▶ **Task brief**: Reproduce the stretch from "Diving into Research" through "for non-oncological issues." in the passage on early ovarian cancer detection, keeping every word and punctuation mark unchanged.

▶ **Passage shown**:
++++
Early identification and diagnosis of cancers or rare conditions can significantly improve patient outcomes. For example, early ovarian cancer detection contributes to a better prognosis. Yet many women remain undiagnosed until later stages as they are often asymptomatic. The Mayo Clinic—and more specifically, the Clinic’s Center for Individualized Medicine—has made a recent discovery that could allow for early ovarian cancer diagnosis.
Diving into Research
According to an article from Technology Networks, a team of researchers sourced a variety of samples—peritoneal fluid, urine, anal microbiome, and lower/upper respiratory tract tissue—from 30 women with ovarian cancer who were undergoing a hysterectomy. Using high-throughput sequencing, the researchers evaluated the samples, as well as compared them to samples from 34 women undergoing a hysterectomy for non-oncological issues.
++++
▶ **Dataset**:
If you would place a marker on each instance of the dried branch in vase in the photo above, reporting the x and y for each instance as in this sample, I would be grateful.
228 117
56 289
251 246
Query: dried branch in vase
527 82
++++
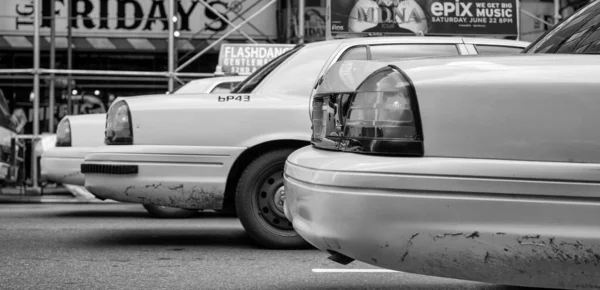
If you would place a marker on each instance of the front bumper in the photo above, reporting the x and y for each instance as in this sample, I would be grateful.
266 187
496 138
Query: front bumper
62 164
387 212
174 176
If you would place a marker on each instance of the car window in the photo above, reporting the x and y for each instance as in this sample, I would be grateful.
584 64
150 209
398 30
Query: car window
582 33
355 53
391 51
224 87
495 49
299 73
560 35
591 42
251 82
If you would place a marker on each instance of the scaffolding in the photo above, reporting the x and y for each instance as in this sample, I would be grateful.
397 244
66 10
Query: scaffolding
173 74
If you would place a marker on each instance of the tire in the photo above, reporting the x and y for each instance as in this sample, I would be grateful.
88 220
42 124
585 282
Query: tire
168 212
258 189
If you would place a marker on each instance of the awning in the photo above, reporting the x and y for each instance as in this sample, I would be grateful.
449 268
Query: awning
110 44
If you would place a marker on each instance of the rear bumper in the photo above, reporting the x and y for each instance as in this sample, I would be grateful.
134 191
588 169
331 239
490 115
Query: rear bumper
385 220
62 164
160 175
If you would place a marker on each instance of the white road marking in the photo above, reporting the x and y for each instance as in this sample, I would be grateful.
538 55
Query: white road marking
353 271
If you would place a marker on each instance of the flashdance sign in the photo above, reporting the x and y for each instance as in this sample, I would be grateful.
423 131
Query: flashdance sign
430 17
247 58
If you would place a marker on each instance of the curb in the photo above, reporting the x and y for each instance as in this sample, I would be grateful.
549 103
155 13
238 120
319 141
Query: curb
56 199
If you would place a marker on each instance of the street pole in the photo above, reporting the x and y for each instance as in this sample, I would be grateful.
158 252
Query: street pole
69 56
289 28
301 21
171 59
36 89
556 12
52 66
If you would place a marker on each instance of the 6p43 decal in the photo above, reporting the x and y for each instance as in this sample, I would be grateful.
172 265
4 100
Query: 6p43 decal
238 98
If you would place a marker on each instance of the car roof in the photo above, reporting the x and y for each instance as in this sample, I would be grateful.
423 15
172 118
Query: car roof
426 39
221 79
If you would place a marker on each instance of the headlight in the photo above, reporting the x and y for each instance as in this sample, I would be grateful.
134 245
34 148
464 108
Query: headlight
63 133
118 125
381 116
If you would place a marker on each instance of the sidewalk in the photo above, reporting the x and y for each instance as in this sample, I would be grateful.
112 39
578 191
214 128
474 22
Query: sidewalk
++++
▶ **Result of the exercise**:
Diving into Research
According to an article from Technology Networks, a team of researchers sourced a variety of samples—peritoneal fluid, urine, anal microbiome, and lower/upper respiratory tract tissue—from 30 women with ovarian cancer who were undergoing a hysterectomy. Using high-throughput sequencing, the researchers evaluated the samples, as well as compared them to samples from 34 women undergoing a hysterectomy for non-oncological issues.